* What is needed:
Can you copy out, word for word, the whole passage below about whether the camera or the person holding it takes the photo?

An issue that keeps coming up:
Is the person holding the camera responsible for taking the photo,
or is the camera's job? Is the person just a "subject selector" (or
a "bipod")?

Optics is still relevent to photography. But photography (per se)
may be irrelevant to a "subject selector" or "bipod". He holds the
camera and decides where to point it, but the camera has to figure
out how to get the shot. (For example, it might use face recognition
firmware to decide where to focus and/or where to meter.)

It's not much different than if he'd hired a photographer and told him
"take a picture of that from right here!". Only in this case, the
"photographer" is electronic...and really, really stupid.

The one aspect of photography that a "bipod" can control is
perspective. But most just dial their zooms...because it's easier than
walking or because they don't know any better.

So today, maybe today photography is something that cameras do,
not people. "Calculator" used to be a job title, now it's a machine.

The big problem with this approach is that digital computers make great
calculators but lousy photographers -- visual perception is not their
strong suit. Neither is art, emotion or intuition. But they are darn
good at crunching numbers.

* Dataset entries:

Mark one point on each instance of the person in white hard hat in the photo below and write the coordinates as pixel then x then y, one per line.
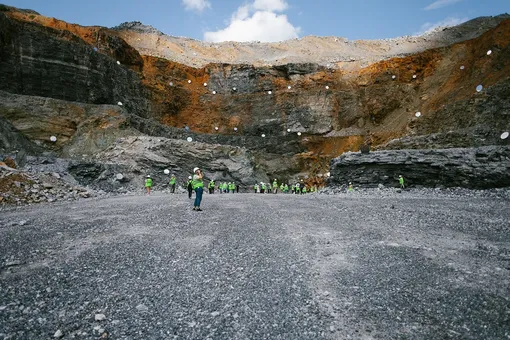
pixel 148 184
pixel 198 186
pixel 189 184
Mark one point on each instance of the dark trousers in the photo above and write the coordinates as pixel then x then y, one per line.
pixel 199 191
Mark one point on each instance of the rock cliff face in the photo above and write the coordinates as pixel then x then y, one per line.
pixel 66 80
pixel 479 168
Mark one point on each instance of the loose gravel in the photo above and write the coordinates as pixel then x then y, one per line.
pixel 255 266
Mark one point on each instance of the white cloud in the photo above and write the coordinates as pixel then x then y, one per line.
pixel 448 22
pixel 441 3
pixel 270 5
pixel 257 22
pixel 196 5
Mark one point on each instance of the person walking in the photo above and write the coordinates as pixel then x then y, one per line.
pixel 172 182
pixel 190 186
pixel 211 186
pixel 198 186
pixel 148 184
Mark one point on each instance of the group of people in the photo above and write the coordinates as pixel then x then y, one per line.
pixel 196 183
pixel 298 188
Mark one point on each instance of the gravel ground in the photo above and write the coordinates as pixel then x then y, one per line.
pixel 344 266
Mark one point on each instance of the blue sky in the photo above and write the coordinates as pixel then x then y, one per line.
pixel 271 20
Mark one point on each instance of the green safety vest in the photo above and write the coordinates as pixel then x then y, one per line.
pixel 197 183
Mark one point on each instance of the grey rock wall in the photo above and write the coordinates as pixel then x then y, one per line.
pixel 478 168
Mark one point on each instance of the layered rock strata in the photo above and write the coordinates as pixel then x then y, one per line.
pixel 478 168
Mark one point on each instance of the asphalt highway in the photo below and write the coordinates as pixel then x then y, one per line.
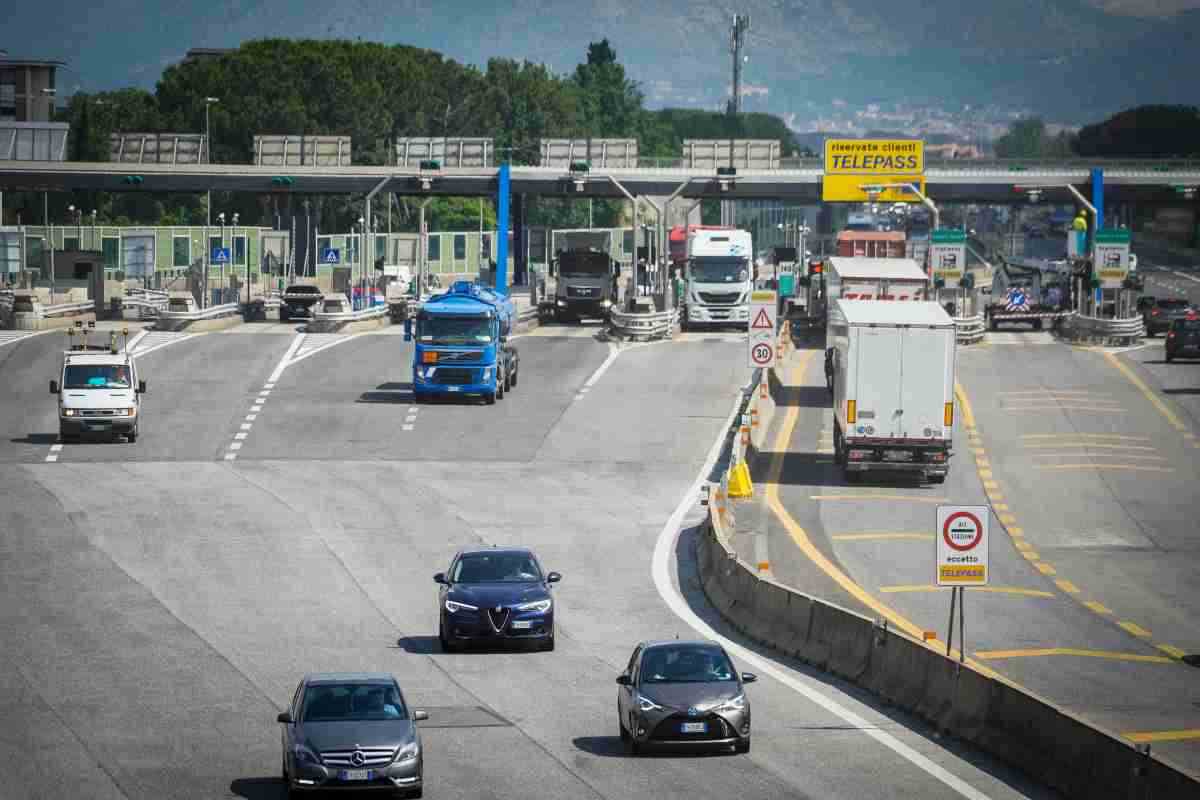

* The response:
An issue that keeps coming up:
Is the person holding the camera responsible for taking the photo,
or is the camera's job? Is the person just a "subject selector" (or
a "bipod")?

Optics is still relevent to photography. But photography (per se)
may be irrelevant to a "subject selector" or "bipod". He holds the
camera and decides where to point it, but the camera has to figure
out how to get the shot. (For example, it might use face recognition
firmware to decide where to focus and/or where to meter.)

It's not much different than if he'd hired a photographer and told him
"take a picture of that from right here!". Only in this case, the
"photographer" is electronic...and really, really stupid.

The one aspect of photography that a "bipod" can control is
perspective. But most just dial their zooms...because it's easier than
walking or because they don't know any better.

So today, maybe today photography is something that cameras do,
not people. "Calculator" used to be a job title, now it's a machine.

The big problem with this approach is that digital computers make great
calculators but lousy photographers -- visual perception is not their
strong suit. Neither is art, emotion or intuition. But they are darn
good at crunching numbers.